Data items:

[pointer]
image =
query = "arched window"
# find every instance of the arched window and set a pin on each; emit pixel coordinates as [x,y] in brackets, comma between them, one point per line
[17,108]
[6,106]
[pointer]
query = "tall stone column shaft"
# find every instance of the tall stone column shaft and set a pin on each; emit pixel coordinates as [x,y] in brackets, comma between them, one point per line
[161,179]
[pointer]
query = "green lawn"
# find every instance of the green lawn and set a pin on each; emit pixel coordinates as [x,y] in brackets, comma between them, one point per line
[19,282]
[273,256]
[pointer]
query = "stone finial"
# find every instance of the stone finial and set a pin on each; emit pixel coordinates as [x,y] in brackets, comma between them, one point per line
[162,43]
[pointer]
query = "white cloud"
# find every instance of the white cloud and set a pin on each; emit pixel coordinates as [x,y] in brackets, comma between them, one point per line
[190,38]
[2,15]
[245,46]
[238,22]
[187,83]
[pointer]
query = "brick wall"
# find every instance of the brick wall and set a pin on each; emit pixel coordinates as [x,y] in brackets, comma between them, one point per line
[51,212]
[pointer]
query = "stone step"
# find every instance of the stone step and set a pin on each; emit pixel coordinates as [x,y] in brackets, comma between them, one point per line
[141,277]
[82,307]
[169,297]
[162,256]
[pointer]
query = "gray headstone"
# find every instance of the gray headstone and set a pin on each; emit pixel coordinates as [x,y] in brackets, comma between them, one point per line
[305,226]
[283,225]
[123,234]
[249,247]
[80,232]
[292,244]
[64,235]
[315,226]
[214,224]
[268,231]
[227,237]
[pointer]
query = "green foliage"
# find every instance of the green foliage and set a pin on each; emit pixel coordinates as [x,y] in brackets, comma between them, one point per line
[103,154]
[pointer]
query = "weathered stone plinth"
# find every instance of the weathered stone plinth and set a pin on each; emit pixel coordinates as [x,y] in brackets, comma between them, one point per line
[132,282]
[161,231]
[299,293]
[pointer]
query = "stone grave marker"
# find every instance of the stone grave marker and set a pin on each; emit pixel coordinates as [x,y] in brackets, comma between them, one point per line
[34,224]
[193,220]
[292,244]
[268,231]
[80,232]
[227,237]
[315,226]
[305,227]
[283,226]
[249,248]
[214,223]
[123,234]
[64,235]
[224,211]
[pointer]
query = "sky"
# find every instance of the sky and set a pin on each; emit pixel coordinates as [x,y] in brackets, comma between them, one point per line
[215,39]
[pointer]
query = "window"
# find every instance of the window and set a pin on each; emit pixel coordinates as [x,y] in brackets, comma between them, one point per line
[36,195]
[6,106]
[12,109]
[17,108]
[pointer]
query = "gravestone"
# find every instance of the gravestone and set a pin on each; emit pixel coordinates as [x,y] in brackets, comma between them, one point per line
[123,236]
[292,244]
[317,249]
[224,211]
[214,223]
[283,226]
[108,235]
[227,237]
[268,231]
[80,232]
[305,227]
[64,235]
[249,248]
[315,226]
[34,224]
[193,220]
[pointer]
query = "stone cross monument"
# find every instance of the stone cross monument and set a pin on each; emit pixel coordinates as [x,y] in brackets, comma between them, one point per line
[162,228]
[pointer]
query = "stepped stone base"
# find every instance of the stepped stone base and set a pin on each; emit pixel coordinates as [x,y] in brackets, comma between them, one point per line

Task:
Locate every line in the data above that holds the word "column", and copy each such line.

Result of this exercise:
query = "tall stone column shaft"
# find every instance of the tall stone column shaft and set a pin on each; emit pixel coordinates as [x,y] in brackets, comma between them, one point per line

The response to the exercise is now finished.